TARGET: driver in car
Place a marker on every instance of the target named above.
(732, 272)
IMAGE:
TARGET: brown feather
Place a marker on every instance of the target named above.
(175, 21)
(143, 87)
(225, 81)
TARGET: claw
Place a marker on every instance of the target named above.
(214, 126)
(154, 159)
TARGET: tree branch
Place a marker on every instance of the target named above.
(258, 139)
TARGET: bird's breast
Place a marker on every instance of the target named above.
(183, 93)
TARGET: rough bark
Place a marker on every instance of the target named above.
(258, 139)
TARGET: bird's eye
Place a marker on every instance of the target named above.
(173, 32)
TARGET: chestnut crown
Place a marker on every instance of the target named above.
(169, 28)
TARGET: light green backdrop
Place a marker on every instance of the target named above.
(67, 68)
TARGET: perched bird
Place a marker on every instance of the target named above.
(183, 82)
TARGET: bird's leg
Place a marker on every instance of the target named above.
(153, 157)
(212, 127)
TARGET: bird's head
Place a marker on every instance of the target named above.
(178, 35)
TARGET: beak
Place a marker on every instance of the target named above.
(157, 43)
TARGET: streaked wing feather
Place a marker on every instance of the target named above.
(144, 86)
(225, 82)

--- WHAT YOU HAVE TO DO ---
Copy every item above word for word, keeping each line in its original order.

--- WORKED ANSWER ---
TARGET: driver in car
Place a marker on every instance of the target named above.
(732, 272)
IMAGE:
TARGET: brown feather
Place a marker on every instance of the target named above.
(175, 21)
(143, 87)
(225, 81)
TARGET: claw
Place a marker on every instance of the target named above.
(214, 126)
(154, 159)
TARGET: tree branch
Place a marker on every instance of the target named above.
(258, 139)
TARGET: bird's breast
Place a marker on every instance of the target named above.
(183, 93)
TARGET: rough bark
Place a marker on every instance of the target named above.
(258, 139)
TARGET: bird's eye
Place a marker on every instance of the target named above.
(173, 32)
TARGET: chestnut crown
Place a marker on every instance of the target named above.
(169, 28)
TARGET: light green backdrop
Place a marker on every instance of the target named above.
(67, 68)
TARGET: perched bird
Place a marker on every instance of the target named above.
(183, 82)
TARGET: bird's leg
Place a marker on every instance of the target named above.
(153, 157)
(212, 127)
TARGET: bird's head
Place a marker on every instance of the target named above.
(178, 35)
TARGET: beak
Place a marker on every instance of the target named above.
(157, 43)
TARGET: streaked wing feather
Place a marker on every instance of the target named above.
(144, 86)
(225, 82)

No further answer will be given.